• Given problem: Count the lines in the records below that contain the string "comma", and give only that number.

[Begin Data supplied]

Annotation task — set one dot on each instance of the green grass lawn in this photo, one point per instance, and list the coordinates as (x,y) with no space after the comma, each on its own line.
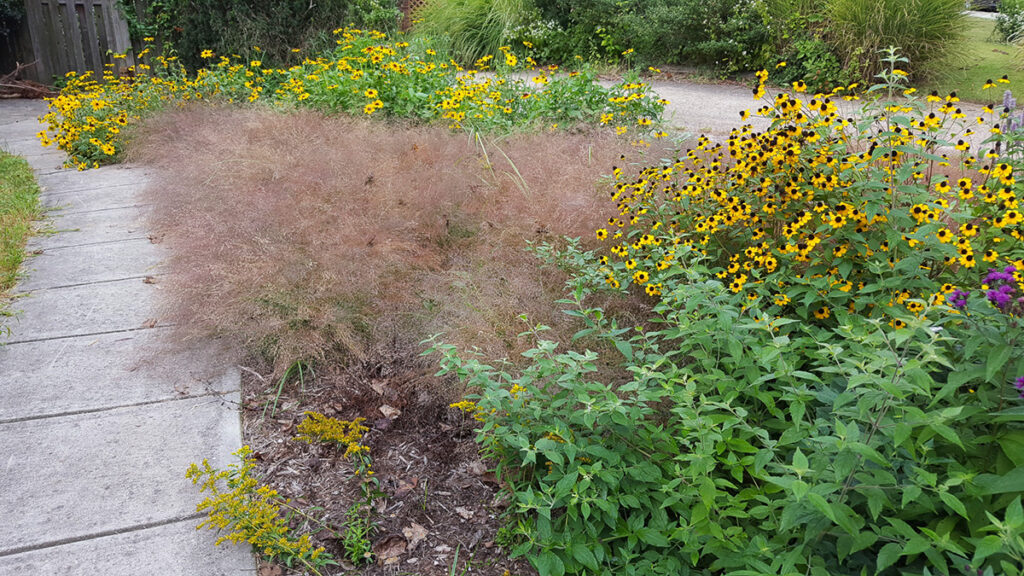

[End Data supplied]
[Begin Data supplied]

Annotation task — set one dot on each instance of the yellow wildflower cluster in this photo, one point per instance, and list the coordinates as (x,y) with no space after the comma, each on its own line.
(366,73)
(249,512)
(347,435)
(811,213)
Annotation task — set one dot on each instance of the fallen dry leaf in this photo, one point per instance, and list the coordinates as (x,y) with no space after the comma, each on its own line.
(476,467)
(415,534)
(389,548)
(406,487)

[End Data supplied]
[Begin Data supplied]

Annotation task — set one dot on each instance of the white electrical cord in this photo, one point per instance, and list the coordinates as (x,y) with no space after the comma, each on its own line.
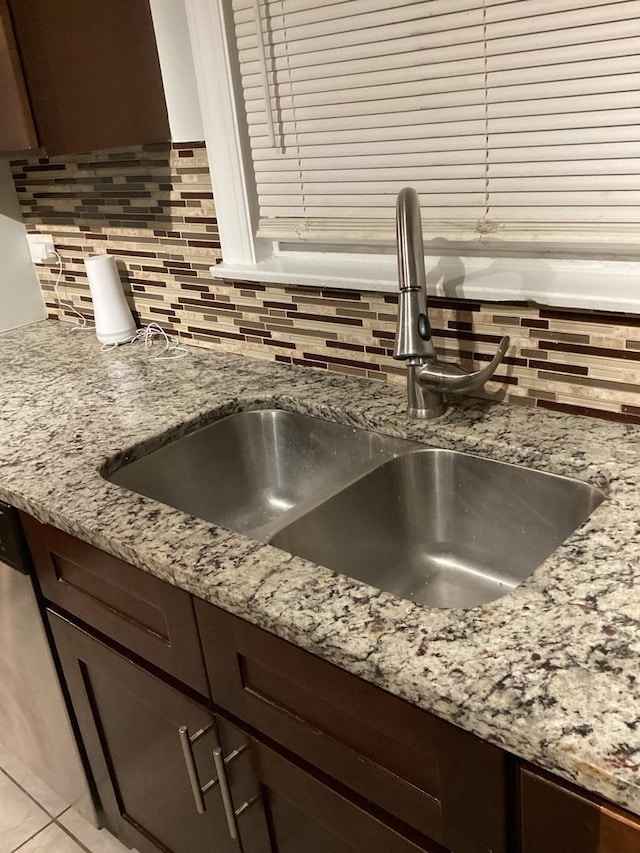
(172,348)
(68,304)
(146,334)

[End Data supplied]

• Answer to the exercise: 4